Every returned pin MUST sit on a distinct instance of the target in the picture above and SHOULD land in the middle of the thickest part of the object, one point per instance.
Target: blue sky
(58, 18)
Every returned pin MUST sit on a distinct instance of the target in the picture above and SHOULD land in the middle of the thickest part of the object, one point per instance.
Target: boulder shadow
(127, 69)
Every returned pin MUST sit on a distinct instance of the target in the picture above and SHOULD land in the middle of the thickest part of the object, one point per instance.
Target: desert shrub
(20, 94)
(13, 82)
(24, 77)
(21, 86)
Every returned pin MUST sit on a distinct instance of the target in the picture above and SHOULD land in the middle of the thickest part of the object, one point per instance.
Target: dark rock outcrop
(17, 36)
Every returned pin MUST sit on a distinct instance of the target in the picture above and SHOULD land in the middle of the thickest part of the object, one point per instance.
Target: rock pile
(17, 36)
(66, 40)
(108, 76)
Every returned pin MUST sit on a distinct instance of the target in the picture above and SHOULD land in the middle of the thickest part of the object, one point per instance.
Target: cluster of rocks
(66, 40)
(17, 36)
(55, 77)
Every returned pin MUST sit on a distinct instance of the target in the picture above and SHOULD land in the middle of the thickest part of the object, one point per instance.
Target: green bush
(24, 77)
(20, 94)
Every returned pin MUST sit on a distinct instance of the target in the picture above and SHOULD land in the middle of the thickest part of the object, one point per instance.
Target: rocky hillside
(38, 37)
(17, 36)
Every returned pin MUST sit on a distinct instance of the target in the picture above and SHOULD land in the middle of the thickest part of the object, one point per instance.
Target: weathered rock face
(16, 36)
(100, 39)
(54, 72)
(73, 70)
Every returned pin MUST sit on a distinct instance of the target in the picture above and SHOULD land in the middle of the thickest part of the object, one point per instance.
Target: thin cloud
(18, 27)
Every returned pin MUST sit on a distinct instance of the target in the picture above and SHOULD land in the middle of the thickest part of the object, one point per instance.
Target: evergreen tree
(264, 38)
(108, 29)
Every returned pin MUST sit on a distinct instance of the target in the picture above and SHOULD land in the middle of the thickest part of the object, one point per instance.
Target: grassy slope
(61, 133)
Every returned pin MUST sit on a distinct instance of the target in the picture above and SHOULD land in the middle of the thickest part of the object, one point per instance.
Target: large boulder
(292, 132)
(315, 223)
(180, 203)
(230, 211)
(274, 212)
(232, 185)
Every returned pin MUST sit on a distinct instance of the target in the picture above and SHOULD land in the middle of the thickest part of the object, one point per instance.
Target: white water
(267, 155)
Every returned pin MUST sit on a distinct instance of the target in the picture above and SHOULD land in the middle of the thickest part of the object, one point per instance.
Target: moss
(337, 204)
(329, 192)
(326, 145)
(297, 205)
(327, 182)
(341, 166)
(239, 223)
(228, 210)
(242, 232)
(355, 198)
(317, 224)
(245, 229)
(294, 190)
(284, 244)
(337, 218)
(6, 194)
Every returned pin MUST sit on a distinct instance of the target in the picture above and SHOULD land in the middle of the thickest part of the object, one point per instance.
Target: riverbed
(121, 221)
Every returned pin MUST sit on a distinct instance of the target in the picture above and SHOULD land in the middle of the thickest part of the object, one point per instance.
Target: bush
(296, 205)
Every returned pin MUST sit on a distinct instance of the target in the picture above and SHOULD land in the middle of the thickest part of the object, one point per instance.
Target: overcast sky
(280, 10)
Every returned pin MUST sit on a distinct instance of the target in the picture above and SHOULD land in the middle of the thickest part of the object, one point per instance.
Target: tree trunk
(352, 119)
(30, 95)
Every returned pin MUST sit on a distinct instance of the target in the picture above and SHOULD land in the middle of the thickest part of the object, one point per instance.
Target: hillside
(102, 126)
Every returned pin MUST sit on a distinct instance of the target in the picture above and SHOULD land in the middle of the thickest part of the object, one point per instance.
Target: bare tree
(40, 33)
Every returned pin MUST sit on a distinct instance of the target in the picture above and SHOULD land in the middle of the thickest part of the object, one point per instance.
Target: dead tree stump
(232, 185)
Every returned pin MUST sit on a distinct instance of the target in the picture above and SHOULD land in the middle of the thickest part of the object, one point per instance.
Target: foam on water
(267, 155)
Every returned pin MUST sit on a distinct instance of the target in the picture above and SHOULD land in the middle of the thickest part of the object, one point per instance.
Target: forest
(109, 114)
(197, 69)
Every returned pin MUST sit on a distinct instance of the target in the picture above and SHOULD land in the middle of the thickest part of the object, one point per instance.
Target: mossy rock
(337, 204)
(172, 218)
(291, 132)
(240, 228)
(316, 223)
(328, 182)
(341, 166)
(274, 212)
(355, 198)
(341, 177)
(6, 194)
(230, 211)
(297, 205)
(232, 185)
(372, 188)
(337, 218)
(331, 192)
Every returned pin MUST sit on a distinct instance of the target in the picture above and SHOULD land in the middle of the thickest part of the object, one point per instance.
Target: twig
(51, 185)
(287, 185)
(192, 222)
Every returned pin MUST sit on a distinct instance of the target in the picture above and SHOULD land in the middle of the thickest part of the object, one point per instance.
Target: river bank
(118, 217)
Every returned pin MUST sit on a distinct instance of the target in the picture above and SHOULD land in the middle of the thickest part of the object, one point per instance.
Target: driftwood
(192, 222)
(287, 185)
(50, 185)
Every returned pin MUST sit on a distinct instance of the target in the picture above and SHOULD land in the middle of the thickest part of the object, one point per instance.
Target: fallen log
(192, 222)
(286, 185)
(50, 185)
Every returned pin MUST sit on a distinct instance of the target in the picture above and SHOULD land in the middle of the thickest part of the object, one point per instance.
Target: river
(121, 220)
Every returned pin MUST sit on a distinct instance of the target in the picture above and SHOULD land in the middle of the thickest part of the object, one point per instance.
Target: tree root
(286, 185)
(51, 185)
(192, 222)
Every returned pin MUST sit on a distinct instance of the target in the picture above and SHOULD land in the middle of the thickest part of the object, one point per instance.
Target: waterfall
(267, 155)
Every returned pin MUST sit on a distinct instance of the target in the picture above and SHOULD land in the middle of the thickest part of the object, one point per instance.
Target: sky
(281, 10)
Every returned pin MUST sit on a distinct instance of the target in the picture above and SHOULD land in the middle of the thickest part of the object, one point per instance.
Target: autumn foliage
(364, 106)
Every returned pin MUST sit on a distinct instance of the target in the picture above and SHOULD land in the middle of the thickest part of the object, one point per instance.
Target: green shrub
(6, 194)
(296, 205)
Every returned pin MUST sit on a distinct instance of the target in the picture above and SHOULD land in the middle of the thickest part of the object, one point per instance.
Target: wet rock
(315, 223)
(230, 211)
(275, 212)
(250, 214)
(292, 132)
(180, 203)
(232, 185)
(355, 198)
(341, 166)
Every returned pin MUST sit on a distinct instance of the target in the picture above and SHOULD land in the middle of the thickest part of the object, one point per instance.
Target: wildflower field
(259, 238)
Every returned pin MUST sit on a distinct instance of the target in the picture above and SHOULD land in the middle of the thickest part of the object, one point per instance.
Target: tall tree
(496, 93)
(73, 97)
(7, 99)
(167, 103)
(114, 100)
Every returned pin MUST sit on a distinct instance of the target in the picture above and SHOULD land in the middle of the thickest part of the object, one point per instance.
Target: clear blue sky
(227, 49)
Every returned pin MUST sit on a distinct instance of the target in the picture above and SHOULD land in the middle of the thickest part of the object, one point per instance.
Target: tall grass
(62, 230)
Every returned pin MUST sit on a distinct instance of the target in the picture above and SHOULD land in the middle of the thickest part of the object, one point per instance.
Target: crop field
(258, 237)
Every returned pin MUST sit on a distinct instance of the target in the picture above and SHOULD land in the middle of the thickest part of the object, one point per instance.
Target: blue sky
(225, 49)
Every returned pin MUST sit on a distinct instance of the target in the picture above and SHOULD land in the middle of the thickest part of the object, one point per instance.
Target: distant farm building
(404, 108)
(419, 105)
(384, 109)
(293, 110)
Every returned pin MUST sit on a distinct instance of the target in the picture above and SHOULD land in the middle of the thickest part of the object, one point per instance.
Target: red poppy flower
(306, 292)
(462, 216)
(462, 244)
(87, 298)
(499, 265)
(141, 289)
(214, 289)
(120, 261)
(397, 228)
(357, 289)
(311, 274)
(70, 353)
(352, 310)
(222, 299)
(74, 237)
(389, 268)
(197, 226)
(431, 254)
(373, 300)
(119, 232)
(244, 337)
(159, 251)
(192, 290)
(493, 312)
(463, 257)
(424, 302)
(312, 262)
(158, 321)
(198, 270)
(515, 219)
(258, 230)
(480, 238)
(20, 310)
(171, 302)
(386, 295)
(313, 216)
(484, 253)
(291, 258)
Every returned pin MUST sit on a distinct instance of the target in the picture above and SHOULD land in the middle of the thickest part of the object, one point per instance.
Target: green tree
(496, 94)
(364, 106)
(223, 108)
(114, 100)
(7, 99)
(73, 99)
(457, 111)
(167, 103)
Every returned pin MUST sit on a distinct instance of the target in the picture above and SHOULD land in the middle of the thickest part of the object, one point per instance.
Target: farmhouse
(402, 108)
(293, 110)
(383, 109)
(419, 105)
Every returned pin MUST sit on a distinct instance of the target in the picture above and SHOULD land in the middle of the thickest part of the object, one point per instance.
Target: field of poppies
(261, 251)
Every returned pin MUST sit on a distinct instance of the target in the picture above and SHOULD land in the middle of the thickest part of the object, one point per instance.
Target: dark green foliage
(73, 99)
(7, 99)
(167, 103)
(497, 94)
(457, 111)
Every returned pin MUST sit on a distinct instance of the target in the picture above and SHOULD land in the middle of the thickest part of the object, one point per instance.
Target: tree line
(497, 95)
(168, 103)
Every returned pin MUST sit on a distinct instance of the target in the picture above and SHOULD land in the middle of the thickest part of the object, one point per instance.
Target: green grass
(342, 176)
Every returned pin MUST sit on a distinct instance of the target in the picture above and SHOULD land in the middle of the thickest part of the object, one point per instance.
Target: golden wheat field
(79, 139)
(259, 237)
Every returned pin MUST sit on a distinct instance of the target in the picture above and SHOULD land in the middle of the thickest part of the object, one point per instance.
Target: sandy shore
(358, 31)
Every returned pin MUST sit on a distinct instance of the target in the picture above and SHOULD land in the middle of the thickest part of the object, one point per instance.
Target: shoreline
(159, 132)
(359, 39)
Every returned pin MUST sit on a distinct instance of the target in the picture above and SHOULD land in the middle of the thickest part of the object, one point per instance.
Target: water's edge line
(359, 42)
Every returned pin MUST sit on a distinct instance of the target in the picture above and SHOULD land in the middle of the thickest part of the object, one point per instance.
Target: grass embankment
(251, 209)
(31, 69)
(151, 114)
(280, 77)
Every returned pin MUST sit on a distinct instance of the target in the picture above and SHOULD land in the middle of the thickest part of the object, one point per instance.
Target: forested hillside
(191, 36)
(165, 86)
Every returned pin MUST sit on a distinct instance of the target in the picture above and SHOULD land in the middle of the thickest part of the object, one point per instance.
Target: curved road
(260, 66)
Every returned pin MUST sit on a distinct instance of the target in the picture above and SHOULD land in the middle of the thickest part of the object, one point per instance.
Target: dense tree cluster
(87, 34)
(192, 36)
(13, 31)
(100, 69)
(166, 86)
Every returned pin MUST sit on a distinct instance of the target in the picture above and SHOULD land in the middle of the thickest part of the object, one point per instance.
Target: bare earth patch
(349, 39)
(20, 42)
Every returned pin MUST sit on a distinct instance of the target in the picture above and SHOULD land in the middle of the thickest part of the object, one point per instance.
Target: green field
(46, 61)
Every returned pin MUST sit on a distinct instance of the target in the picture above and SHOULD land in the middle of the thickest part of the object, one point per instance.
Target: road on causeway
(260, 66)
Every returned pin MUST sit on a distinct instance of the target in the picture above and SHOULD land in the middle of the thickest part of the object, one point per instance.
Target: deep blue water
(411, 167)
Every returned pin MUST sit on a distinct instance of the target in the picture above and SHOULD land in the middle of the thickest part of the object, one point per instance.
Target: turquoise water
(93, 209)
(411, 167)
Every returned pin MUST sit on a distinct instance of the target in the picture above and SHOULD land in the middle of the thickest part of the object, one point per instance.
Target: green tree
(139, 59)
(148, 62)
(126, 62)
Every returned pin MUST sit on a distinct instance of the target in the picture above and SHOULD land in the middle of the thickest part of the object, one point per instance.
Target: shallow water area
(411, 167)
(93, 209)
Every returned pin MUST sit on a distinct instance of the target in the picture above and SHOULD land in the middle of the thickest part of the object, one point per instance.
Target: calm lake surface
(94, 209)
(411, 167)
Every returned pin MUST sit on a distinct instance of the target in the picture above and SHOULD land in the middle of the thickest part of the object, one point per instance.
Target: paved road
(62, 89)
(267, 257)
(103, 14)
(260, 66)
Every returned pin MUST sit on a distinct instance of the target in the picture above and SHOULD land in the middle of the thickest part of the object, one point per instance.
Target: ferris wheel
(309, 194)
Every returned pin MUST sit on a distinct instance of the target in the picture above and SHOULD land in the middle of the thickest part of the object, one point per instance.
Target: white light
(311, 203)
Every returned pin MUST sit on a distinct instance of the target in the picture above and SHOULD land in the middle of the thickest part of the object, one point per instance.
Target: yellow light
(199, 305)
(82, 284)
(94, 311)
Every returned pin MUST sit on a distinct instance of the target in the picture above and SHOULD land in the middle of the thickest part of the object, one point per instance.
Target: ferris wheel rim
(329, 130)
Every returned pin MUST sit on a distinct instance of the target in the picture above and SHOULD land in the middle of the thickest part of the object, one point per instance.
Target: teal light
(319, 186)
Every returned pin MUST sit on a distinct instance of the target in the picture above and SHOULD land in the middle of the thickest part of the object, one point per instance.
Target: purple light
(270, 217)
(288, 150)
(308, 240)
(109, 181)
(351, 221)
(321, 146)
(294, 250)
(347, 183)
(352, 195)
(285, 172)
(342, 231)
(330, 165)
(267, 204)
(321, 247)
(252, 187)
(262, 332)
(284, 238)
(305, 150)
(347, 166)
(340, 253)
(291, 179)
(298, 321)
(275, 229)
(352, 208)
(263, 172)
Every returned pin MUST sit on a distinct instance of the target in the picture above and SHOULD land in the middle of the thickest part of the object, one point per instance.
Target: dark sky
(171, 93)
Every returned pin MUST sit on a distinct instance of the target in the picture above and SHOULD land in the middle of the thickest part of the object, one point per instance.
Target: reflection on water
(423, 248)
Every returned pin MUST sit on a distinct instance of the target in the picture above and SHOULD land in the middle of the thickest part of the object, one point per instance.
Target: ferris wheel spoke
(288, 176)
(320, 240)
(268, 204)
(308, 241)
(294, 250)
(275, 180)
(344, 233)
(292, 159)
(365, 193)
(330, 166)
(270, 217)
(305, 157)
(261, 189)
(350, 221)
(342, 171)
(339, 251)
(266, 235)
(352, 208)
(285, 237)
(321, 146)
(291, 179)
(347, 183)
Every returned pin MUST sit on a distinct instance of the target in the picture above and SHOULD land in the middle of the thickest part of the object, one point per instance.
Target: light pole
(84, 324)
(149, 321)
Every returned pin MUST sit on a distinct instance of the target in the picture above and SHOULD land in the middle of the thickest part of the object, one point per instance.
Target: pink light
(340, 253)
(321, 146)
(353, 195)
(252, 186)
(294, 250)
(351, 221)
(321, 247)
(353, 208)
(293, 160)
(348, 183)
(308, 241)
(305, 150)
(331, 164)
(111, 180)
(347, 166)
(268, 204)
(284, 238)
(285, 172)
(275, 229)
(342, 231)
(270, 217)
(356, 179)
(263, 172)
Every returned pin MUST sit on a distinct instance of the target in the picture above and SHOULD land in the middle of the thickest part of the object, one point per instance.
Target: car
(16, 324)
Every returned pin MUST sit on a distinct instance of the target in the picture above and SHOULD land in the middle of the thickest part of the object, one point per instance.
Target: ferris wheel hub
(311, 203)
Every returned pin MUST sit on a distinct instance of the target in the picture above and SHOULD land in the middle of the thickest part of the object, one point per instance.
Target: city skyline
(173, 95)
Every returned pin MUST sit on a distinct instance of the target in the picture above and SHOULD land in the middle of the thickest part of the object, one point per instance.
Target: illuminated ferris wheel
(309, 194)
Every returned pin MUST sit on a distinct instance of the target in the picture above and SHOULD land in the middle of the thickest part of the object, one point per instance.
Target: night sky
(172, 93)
────────────────────
Description of the task
The response should hold only an exact repeat of the lines from the one with "Target: pink light" to the final line of the listing above.

Answer box
Target: pink light
(340, 253)
(321, 146)
(353, 195)
(252, 186)
(294, 250)
(351, 221)
(321, 247)
(353, 208)
(293, 160)
(348, 183)
(308, 241)
(305, 150)
(331, 164)
(111, 180)
(347, 166)
(268, 204)
(284, 238)
(285, 172)
(275, 229)
(342, 231)
(270, 217)
(356, 179)
(263, 172)
Every returned pin MUST sit on a distinct instance of the target in the picture above and SHOULD land in the middle of the thickest part of the object, one point per instance.
Target: car
(16, 324)
Every returned pin MUST sit on a distinct instance of the target in the picture above and SHOULD land in the middle of the thickest part of the object, one point per instance.
Target: ferris wheel hub
(311, 203)
Every returned pin MUST sit on a distinct instance of the target in the picture above and SHOULD land in the middle of the thickest part of the object, one point per instance.
Target: city skyline
(173, 95)
Every returned pin MUST sit on a distinct instance of the target in the picture above and SHOULD land in the middle of the thickest part of the object, one point per instance.
Target: illuminated ferris wheel
(309, 194)
Every returned pin MUST sit on a distinct instance of the target in the picture above and SHOULD land in the middle of the thickest part of the object, one point per instance.
Target: night sky
(172, 93)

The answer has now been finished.